**Prompt**:
From the line with "Check that every instance of the girl's shoulder" to the last line of the data below, repeat every line exactly and add nothing.

**Provided data**:
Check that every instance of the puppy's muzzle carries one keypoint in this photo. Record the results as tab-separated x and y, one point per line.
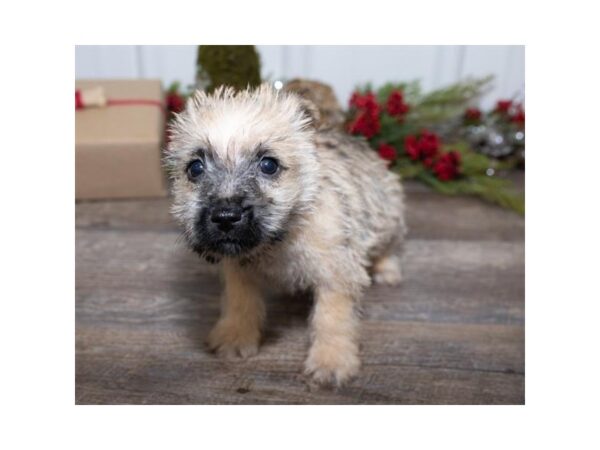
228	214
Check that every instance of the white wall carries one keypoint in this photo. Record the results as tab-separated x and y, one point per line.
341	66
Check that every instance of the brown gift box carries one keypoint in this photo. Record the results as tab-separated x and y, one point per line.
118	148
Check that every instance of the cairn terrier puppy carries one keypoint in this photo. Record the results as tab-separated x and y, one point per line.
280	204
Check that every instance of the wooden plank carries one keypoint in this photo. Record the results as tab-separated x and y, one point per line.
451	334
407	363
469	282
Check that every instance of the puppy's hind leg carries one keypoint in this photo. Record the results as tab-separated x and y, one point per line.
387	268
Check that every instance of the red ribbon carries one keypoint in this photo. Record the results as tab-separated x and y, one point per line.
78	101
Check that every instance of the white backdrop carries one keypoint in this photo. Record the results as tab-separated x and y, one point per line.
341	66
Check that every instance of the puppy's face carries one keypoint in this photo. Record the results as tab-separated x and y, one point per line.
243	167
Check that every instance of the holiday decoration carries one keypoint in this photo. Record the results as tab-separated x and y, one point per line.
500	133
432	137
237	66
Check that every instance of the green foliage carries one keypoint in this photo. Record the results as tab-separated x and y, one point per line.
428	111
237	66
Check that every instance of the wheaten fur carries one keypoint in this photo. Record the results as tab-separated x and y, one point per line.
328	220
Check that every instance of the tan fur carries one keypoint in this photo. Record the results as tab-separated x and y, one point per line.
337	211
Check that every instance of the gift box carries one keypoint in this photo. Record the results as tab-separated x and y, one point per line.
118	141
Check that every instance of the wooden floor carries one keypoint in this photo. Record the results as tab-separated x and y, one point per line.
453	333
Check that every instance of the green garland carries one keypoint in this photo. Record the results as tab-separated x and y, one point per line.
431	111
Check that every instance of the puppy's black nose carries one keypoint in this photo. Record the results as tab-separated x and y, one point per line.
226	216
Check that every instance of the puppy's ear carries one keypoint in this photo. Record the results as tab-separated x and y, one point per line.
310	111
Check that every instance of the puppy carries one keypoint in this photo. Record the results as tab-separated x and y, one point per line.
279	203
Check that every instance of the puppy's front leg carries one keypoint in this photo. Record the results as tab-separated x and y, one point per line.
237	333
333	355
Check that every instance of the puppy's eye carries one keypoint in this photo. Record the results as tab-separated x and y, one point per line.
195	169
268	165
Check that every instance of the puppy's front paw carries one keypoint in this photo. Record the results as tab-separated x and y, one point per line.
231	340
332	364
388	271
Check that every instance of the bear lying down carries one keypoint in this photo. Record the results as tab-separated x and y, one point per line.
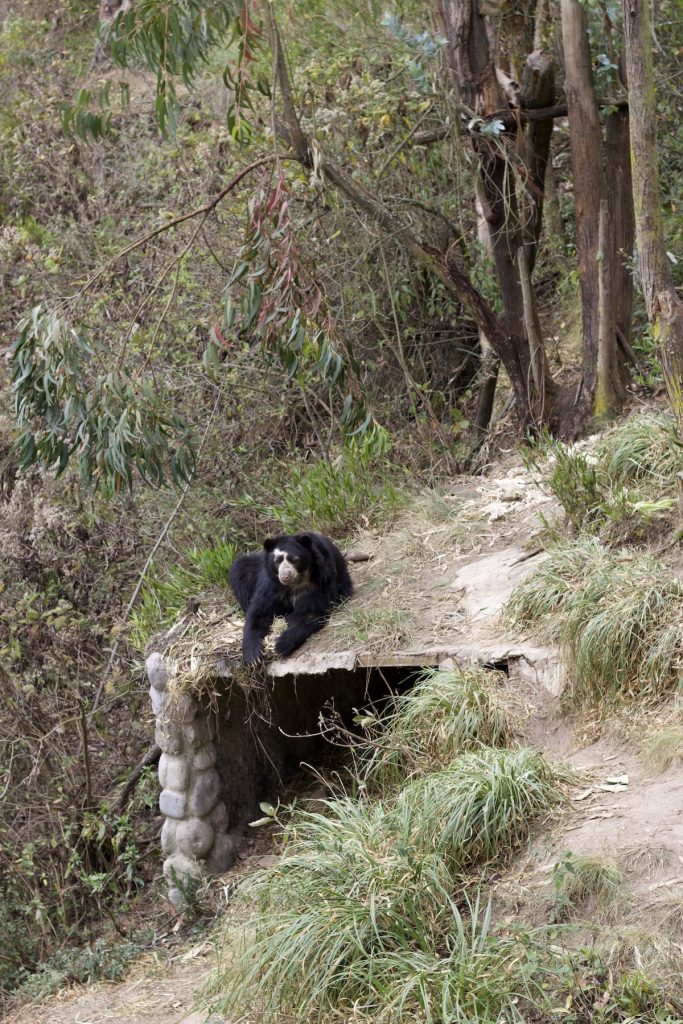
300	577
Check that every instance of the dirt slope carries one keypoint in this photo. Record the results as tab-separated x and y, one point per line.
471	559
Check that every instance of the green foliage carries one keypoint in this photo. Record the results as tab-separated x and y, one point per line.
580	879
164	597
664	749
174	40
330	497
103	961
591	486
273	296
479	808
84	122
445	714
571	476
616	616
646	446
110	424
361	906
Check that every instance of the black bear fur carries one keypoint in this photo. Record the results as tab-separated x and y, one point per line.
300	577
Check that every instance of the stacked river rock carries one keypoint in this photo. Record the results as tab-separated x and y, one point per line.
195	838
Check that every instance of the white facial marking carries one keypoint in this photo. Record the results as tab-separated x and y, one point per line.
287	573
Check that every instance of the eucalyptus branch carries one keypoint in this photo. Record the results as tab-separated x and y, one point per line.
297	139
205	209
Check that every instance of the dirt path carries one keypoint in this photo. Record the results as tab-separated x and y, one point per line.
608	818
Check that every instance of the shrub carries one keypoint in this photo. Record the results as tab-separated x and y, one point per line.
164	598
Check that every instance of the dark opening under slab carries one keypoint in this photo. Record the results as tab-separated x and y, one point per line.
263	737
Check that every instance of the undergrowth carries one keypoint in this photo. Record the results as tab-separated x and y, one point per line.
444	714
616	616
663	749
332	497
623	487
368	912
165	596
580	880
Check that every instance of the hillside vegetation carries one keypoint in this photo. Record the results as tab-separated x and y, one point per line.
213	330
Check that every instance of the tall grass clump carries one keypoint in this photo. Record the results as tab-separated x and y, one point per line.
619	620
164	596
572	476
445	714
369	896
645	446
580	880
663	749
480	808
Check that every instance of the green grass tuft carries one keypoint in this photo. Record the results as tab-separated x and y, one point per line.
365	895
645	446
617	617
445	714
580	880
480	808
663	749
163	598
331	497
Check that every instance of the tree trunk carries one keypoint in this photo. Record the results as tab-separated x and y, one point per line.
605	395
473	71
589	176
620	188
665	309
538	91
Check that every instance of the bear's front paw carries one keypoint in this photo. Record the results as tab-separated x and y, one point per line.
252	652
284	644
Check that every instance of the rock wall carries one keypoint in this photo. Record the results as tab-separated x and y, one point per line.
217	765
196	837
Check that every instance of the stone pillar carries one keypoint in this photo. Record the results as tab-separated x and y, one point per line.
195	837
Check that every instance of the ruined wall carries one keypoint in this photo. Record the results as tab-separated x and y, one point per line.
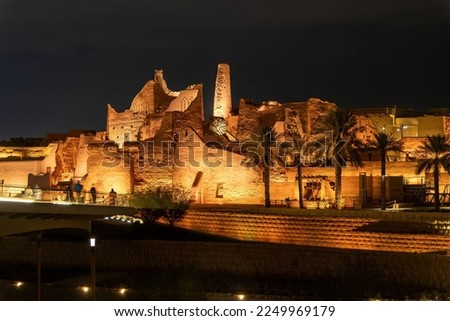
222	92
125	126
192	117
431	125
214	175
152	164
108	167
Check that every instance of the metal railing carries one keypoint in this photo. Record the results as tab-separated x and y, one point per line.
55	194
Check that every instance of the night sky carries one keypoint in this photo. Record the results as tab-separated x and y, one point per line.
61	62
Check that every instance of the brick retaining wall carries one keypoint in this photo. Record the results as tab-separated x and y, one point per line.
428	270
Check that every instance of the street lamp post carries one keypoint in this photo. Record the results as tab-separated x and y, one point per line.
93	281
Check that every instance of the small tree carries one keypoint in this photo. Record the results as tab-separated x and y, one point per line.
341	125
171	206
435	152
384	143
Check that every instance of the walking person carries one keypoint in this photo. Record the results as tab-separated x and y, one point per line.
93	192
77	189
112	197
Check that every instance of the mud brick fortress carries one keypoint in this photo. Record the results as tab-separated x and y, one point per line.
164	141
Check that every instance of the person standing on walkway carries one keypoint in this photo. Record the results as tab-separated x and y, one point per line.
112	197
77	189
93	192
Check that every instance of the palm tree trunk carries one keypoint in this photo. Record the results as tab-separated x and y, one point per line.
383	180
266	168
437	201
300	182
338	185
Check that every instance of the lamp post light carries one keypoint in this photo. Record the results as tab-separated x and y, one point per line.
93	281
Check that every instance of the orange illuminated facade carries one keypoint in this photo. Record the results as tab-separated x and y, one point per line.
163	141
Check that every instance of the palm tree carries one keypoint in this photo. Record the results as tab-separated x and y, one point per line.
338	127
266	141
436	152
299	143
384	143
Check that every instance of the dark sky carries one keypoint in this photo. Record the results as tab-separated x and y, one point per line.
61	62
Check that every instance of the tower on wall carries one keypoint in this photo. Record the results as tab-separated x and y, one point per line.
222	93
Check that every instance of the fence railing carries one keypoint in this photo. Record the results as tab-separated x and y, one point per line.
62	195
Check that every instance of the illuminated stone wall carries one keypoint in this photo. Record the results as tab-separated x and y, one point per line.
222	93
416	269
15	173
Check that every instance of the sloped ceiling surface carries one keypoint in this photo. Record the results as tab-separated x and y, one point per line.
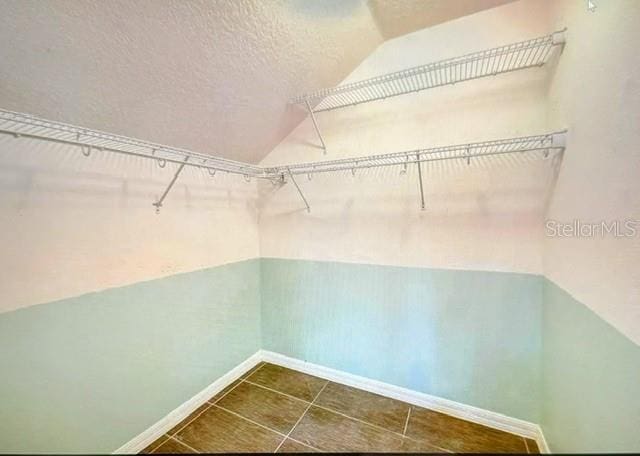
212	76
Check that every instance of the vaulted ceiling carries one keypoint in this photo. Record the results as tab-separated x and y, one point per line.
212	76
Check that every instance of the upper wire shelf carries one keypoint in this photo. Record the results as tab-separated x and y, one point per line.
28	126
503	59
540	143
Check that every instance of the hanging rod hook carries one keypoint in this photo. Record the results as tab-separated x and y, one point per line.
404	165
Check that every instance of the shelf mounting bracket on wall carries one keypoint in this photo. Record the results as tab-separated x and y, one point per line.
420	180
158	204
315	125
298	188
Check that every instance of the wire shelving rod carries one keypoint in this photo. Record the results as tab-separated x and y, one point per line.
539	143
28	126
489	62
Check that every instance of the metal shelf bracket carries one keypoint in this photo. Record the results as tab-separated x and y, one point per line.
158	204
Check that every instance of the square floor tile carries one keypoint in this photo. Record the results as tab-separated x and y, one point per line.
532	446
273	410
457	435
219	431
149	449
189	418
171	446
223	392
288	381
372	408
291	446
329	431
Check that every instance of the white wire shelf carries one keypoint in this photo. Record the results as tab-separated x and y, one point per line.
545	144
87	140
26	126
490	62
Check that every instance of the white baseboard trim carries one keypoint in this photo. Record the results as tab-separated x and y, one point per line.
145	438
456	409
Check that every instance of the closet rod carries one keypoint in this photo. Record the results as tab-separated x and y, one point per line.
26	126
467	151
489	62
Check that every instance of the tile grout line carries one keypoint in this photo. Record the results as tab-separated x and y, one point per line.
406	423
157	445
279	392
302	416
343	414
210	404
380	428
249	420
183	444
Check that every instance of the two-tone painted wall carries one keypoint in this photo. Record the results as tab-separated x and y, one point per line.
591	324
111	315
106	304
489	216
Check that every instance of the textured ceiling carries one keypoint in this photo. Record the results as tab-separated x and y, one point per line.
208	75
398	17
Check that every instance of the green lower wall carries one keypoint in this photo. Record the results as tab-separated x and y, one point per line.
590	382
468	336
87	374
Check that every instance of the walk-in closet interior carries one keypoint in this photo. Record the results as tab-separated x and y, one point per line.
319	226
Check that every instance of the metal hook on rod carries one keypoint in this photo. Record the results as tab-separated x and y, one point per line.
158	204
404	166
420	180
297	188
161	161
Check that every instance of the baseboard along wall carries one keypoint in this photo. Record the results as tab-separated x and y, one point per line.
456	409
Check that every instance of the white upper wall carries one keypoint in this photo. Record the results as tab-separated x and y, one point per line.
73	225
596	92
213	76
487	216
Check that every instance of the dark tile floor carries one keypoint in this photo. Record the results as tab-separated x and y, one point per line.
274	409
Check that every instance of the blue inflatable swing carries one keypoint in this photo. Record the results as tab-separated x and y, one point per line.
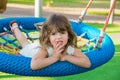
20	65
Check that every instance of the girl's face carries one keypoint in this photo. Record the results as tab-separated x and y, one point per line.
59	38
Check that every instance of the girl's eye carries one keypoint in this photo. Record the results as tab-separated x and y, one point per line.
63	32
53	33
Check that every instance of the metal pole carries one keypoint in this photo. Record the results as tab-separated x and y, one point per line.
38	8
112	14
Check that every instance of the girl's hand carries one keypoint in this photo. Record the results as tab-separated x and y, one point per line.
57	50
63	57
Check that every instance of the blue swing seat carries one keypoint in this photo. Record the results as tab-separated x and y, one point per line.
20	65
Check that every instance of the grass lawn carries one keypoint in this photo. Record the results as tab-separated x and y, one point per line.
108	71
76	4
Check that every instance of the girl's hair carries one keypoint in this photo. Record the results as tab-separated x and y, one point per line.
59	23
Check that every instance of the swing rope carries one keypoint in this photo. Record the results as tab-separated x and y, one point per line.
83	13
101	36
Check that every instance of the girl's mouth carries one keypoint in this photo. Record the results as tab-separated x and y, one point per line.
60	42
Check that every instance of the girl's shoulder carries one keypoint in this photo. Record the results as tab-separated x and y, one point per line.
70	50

**Task answer**:
Check that every instance of the girl's shoulder carries one keypoint in this photo. Record the results as tab-separated x and y, one point per line.
70	50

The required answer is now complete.